- **本文抜粋**
========
クリニックちえのわでは、おなじみのランチミーティングとは別に、定期的にスタッフの個人面談を行っています。
個人面談と言うと「ダメ出しされるのでは?」のようなことが頭をよぎるらしく、初体験のスタッフは緊張するようです。
実際は…
- 勤務の感想
- クリニックの改善点
- これからやりたいこと
をなどをスタッフから聞く、というのが個人面談の趣旨です。山田が評価したり要望したりということは一切ありません。スタッフが快適にやりがいを持って働けること、ちえのわをよくして行くことが目的です。
さて、8月のお盆休み明けに、去年12月以来の個人面談を行いました。そこでの話題をいくつか、コメントをつけてご紹介します。
感想
診療補助スタッフの感想を2つ挙げます。
心療内科/ 精神科の診察と言うと、話を聞いて薬を出す、というイメージがあったが、患者さんが自分で治す方法を話し合うのが意外だった。
医師と患者が対等の立場で問題に取り組む、というのがクリニックちえのわのやり方です。医師と患者で述べたように、そう簡単ではありませんが、いくらかは実現できているということでしょうか。
紙に書いて説明するとき、(呼吸再調整のデモのような)ジェスチャーがあるとき、診療補助からは見えないのでカルテの入力も難しい。
スタッフはレースのカーテンで間を仕切られた別室にいます。診療補助がつくのはそれを了承いただいた場合だけですが、それでも患者さんが少しでもスタッフを意識せずに話せるようにするように別室にしています。
しかし別室からは診察室の様子がよく見えません。そのせいで診察室の会話の理解が難しいときがある訳です。
何か解決策がないか、スタッフと考えて行きます。
改善点
業務の改善点としては
- 業務で使うツールを使いやすく改良して行く
- みんなで分担して、特定のスタッフに業務が偏らないようにしたい
そのために
- 知識のギャップを埋める
- できるところはマニュアル化する
などが出ました。簡単なことではありませんが、これから具体化して行きます。
========
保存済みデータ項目
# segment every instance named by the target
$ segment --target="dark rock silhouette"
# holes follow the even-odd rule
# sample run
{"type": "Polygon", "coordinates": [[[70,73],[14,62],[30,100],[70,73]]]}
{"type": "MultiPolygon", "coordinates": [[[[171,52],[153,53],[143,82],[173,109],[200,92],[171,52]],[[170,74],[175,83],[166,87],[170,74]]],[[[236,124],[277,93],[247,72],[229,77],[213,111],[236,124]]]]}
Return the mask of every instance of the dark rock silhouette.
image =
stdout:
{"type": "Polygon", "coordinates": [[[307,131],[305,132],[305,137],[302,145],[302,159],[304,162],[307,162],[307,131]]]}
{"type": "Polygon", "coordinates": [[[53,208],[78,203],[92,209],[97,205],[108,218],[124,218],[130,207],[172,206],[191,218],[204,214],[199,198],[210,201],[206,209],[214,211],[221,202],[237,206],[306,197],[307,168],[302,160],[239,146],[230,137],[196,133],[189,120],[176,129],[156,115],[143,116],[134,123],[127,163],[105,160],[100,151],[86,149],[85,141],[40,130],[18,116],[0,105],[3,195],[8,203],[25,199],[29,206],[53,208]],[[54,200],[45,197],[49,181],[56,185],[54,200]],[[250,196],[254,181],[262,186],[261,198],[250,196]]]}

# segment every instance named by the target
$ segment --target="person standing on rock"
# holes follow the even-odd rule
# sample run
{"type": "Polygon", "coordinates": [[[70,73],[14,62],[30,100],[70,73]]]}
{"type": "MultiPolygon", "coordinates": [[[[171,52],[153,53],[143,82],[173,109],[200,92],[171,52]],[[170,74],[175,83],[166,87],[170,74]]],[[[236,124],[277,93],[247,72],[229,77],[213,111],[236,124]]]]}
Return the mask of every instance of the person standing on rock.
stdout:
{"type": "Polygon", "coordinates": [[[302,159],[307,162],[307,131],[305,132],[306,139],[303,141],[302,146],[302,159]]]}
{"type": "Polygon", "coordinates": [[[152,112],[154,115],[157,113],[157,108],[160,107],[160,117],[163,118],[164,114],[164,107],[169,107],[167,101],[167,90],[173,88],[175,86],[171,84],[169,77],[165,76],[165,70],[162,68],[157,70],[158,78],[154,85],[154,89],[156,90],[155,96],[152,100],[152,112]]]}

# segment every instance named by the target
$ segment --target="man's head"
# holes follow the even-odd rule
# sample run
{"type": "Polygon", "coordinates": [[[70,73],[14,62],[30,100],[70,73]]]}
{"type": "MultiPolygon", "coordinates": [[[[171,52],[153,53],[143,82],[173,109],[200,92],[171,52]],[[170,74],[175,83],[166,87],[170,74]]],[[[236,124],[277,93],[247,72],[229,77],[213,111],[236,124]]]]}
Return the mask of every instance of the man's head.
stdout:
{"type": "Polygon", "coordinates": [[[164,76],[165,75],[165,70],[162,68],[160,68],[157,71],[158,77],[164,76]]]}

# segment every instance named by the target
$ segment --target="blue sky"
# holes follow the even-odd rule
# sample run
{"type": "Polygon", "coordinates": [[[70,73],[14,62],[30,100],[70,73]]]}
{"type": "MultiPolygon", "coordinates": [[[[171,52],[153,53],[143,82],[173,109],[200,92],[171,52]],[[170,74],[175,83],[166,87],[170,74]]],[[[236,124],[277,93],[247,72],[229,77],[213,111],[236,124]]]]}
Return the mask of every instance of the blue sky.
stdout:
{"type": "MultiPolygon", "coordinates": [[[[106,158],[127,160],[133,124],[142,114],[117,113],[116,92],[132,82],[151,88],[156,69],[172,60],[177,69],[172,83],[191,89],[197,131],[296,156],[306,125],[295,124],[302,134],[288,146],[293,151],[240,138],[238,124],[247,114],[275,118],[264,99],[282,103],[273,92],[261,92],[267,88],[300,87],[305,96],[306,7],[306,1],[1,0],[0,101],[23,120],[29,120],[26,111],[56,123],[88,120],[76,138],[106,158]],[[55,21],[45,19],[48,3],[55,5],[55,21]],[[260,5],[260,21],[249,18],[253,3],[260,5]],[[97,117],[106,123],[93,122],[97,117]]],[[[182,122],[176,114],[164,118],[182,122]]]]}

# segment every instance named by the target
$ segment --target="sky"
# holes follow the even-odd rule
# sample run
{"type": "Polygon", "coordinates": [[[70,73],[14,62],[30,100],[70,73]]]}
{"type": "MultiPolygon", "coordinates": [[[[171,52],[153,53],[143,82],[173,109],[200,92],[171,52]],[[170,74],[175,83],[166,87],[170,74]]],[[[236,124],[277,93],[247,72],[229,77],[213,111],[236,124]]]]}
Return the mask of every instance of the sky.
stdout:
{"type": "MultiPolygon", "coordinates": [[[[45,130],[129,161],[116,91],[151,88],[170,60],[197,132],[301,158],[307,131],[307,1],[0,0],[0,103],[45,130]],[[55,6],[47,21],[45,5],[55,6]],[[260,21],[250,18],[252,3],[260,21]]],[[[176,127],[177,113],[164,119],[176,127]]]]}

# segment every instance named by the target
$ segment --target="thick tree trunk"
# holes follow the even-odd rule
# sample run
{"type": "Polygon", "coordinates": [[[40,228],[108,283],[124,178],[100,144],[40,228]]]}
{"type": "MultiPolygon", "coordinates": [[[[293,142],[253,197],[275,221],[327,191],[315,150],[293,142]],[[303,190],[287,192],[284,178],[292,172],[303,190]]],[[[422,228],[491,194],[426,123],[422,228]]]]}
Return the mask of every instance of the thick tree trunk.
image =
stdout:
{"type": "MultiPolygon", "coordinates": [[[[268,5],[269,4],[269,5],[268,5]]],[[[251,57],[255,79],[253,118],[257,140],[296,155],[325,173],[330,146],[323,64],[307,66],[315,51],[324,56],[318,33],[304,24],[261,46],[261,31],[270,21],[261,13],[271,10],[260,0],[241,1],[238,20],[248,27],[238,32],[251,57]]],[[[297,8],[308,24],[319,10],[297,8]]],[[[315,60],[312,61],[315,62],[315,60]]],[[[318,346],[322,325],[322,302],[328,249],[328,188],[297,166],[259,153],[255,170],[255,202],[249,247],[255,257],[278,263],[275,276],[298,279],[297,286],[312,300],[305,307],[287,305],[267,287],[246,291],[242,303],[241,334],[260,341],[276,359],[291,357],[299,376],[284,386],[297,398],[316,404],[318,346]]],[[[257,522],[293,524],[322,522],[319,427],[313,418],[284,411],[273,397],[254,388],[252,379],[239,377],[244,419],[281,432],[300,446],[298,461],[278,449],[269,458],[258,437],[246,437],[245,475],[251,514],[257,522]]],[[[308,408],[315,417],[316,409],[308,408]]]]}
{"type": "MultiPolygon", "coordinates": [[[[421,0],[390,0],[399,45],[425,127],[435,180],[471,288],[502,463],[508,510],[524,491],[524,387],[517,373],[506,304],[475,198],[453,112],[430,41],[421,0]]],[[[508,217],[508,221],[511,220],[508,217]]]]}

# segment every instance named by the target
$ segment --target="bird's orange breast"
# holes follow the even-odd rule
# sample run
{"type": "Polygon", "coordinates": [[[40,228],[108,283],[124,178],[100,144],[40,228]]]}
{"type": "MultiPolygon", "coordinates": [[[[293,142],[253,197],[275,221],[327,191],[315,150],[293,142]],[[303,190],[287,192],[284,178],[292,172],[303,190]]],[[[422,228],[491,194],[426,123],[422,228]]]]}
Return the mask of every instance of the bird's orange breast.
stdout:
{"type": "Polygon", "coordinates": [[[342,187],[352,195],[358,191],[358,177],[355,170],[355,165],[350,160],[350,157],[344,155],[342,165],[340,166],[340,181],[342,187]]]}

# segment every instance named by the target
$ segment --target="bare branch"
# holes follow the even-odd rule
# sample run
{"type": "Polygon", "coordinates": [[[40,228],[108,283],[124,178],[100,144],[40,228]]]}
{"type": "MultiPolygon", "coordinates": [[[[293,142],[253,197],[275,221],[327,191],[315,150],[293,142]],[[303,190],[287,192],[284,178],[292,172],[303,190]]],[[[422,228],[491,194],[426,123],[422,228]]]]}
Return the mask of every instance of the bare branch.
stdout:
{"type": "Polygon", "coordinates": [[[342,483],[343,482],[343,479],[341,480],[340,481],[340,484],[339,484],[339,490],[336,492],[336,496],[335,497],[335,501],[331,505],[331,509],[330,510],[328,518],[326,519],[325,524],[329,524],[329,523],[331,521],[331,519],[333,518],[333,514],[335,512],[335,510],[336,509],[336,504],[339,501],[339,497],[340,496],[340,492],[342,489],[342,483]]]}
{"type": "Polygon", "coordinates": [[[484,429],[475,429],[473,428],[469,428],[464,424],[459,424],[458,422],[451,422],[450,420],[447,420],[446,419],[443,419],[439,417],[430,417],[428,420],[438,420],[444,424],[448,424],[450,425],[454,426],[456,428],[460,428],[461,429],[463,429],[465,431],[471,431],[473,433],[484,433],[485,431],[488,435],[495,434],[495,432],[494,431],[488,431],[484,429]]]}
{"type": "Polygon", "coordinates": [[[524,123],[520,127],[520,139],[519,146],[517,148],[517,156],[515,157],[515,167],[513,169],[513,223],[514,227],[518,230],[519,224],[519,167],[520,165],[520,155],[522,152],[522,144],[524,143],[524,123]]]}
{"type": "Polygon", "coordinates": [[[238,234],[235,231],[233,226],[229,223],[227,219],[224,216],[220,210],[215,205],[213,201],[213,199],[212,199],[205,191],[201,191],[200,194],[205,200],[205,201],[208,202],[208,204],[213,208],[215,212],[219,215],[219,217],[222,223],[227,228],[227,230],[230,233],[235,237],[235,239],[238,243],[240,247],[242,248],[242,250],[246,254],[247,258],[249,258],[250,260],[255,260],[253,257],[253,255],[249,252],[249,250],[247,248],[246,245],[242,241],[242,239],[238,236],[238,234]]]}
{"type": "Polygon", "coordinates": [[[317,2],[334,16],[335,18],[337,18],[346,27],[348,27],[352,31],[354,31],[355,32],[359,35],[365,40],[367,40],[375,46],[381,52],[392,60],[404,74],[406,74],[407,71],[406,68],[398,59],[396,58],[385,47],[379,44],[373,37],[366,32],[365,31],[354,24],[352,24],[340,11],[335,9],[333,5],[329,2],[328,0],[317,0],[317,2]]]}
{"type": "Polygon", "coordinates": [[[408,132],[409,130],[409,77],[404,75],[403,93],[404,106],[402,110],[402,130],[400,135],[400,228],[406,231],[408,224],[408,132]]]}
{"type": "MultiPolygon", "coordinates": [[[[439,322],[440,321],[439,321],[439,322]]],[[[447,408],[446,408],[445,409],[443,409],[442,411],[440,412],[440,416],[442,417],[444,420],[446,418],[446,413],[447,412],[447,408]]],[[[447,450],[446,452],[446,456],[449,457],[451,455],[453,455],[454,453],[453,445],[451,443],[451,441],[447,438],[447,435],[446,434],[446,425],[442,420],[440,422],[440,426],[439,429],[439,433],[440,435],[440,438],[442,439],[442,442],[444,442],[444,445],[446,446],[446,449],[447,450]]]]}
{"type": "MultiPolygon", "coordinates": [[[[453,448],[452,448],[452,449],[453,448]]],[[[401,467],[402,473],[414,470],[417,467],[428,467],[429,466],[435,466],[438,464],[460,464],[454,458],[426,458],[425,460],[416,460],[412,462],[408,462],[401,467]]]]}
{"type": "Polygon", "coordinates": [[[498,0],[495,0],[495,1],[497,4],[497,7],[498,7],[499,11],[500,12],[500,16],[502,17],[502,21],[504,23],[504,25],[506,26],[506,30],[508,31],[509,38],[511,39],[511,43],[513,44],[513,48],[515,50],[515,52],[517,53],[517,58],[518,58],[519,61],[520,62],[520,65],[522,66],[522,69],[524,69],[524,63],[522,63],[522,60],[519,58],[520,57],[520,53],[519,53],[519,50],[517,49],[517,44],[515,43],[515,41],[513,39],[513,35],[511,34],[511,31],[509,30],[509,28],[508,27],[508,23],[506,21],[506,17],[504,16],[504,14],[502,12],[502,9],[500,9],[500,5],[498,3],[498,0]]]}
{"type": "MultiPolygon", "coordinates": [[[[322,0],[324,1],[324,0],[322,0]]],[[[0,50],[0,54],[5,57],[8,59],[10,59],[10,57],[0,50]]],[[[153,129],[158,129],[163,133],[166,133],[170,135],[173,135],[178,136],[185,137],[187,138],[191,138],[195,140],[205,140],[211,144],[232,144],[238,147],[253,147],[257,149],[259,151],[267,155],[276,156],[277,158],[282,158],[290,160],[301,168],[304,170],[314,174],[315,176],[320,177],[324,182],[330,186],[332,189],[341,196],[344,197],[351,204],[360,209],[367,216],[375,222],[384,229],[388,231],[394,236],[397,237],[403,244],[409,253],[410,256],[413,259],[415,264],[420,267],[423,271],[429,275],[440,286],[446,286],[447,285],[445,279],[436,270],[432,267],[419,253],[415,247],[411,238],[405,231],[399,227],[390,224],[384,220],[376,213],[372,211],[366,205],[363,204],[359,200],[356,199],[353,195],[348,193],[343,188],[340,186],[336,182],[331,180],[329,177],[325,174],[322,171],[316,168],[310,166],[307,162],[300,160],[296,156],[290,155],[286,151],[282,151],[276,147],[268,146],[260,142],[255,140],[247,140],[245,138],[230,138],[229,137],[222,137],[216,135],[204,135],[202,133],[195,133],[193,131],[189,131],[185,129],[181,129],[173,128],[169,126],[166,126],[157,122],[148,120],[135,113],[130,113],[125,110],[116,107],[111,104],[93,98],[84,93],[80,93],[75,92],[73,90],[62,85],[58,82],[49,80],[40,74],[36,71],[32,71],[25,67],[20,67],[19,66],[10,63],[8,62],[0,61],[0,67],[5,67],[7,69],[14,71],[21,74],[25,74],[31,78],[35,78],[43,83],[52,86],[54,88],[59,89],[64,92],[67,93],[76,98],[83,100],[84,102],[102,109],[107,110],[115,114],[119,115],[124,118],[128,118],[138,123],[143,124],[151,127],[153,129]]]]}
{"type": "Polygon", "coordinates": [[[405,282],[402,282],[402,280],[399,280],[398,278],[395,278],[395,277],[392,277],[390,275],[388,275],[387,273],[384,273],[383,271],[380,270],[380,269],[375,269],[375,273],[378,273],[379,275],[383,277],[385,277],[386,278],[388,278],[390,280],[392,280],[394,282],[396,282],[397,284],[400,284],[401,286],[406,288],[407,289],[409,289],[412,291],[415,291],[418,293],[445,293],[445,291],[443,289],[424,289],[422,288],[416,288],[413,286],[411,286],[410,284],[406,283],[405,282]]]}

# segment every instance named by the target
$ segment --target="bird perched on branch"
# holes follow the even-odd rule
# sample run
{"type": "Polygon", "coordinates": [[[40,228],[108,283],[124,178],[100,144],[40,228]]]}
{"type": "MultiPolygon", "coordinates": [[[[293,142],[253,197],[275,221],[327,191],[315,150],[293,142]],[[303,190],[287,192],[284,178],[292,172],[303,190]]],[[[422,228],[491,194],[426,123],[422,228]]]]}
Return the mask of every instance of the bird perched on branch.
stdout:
========
- **指示 1**
個人面談の文章では、8月のお盆休み明けの面談はいつ以来のものですか。
- **指示 2**
個人面談の文章を、最後の文の後から書き継いでください。

- **期待される出力 1**
去年12月以来です。

- **期待される出力 2**
うれしかったこと
これからやりたいことを聞く中で、ちょっとうれしかったことがありました。
複数のスタッフが、将来資格を取るなどして、精神保健福祉に本格的に関わりたい、と望んでいることが分かったことです。
スタッフが目的を持ってスキルアップして行くことは、ちえのわの医療のレベルアップにつながります。そしてそれ以上に、日々の活動が十年後二十年後の遠い未来につながって行くという希望は、私たちを力づけます。
耳の痛いことが言える関係
さて、今回の個人面談では、山田にとって耳の痛い意見はあまり出ませんでした。ちょっとホッとしたのは事実です。しかし半面、残念なことでもあります。
相手が気分を害するのではないか、と思って意見を控えることがあります。反対に、相手が気に入りそうなことを言う迎合、いわゆる「忖度」もあります。
これらが積み重なると人間関係に溝ができます。対等な関係でも起こることですが、力関係があると余計です。
クリニックちえのわでは医師も含めたスタッフ間の対等な関係を目指しています。とは言え、専門職と非専門職、雇用者と被雇用者、という立場の違いは容易に上下関係を生みます。それを日々のコミュニケーションの中で壊して、バランスを回復して行くことが必要です。
これは医師患者関係と同じです。患者さんは医師に気を使っています。たとえば、処方通りに薬を飲んでいないことはしばしばありますが、それを医師に伝える患者さんは少ないです。
しかし、それで治療がうまく行くはずがありません。「嘘」が入ってしまえば信頼関係も築けません。
互いにとって耳の痛いことでも言い合えるような関係を、スタッフ間でも患者さんとの間でも作って行きたい、と改めてスタッフに伝えました。
個人面談は年2回ぐらいのペースを考えていましたが、スタッフからは思いの外好評です。もう少し間隔を短くした方がよさそうです。次回は年内にでもできればと思っています。